Write out the whole listing exactly as it is written below.
== Supplied material ==
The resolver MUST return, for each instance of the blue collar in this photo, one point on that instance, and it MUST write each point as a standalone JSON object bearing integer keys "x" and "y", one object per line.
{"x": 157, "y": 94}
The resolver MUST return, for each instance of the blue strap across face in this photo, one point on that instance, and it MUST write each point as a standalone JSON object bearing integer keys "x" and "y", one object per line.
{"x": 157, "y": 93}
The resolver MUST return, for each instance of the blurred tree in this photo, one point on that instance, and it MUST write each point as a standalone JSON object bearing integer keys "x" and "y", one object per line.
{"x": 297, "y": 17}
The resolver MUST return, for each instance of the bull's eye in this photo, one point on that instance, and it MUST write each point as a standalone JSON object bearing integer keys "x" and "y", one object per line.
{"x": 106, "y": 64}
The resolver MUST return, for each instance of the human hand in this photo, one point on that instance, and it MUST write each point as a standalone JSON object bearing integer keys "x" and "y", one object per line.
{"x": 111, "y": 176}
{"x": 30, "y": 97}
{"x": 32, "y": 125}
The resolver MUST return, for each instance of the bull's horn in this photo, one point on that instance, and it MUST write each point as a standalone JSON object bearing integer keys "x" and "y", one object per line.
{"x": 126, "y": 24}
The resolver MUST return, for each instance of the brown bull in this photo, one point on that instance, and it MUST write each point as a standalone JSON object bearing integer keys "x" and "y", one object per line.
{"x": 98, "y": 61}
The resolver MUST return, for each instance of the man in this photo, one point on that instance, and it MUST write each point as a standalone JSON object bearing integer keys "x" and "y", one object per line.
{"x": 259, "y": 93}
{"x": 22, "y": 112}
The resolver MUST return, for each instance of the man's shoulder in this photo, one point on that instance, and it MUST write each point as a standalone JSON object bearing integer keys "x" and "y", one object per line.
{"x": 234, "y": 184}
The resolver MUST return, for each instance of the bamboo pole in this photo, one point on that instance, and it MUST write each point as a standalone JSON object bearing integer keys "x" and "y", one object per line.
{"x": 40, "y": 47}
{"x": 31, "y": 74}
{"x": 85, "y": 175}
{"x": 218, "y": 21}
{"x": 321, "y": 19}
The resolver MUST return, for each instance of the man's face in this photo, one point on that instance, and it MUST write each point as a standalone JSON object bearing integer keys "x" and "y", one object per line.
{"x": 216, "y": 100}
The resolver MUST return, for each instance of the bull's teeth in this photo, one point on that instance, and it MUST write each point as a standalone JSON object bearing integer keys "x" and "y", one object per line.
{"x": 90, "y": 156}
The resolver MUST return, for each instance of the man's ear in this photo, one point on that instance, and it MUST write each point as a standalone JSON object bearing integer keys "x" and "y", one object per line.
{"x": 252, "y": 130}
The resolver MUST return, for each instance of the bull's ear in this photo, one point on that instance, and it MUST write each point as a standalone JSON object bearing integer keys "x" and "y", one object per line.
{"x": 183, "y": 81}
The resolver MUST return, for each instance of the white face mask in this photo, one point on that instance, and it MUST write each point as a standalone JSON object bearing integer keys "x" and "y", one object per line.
===
Answer section.
The resolver MUST return, for each instance of the blue collar in this photo, one point on that instance, and it MUST write each point as a standalone JSON object bearing integer keys "x" and "y", one object per line.
{"x": 157, "y": 94}
The resolver MUST return, for each instance of the blue strap across face in this photo, one point on that instance, and it MUST write each point as a standalone JSON object bearing integer keys "x" and "y", one object per line.
{"x": 157, "y": 93}
The resolver MUST return, for each instance of the blurred tree in this photo, one point on that instance, and it MUST write each point as a standalone JSON object bearing integer keys "x" and "y", one object per line.
{"x": 297, "y": 17}
The resolver MUST return, for each instance of the bull's eye in this photo, one point on that instance, and it MUST write each point as a standalone JSON object bearing integer keys "x" and "y", one object per line.
{"x": 106, "y": 64}
The resolver MUST return, for each instance of the human hand in this photo, one point on that instance, and it MUST write each point as a standalone JSON object bearing integer keys "x" and "y", one object per line.
{"x": 111, "y": 176}
{"x": 30, "y": 97}
{"x": 32, "y": 125}
The resolver MUST return, for each instance of the bull's horn in this photo, one point on that instance, and it MUST write each point as a standalone JSON object bearing integer keys "x" and "y", one object per line.
{"x": 126, "y": 24}
The resolver MUST return, for each instance of the brown bull in this photo, one point on that instance, and it MUST write each point as a standalone JSON object bearing integer keys "x" and "y", one object per line.
{"x": 98, "y": 61}
The resolver MUST return, for each instance of the man in this photo, one point on that instance, and it MUST write each point as a standalone JSON object bearing integer keys "x" and "y", one object per line.
{"x": 259, "y": 93}
{"x": 22, "y": 112}
The resolver MUST return, for each instance of the man's shoulder in this photo, one point on that instance, and it MUST write each point as a standalone JSON object bearing integer keys "x" and "y", one object per line.
{"x": 234, "y": 184}
The resolver MUST return, for each instance of the bamboo pole in this photo, one point on that instance, and it MUST write each point as a standalone JSON object bearing integer keys "x" and "y", one object per line.
{"x": 40, "y": 47}
{"x": 31, "y": 74}
{"x": 85, "y": 175}
{"x": 218, "y": 21}
{"x": 321, "y": 19}
The resolver MUST return, for each instance of the man's face in this photo, one point on that instance, and it MUST write each point as a standalone JSON object bearing integer keys "x" and "y", one object per line.
{"x": 216, "y": 100}
The resolver MUST return, for each instance of the bull's teeth in this photo, one point on that instance, and it MUST write each point as a standalone JSON object bearing integer keys "x" and "y", one object per line.
{"x": 90, "y": 156}
The resolver MUST return, for each instance of the man's ear in this photo, one point on that instance, and it MUST write each point as a standalone JSON object bearing integer keys "x" and "y", one object per line.
{"x": 252, "y": 130}
The resolver MUST return, for each instance of the bull's ear in this photo, one point on that instance, and it MUST write each point as a standalone JSON object bearing integer keys "x" and "y", one object per line.
{"x": 183, "y": 81}
The resolver MUST return, for each instance of the white face mask in this photo, one point on that instance, and it MUST write each point as a standalone JSON object bearing integer keys "x" and "y", one object per line.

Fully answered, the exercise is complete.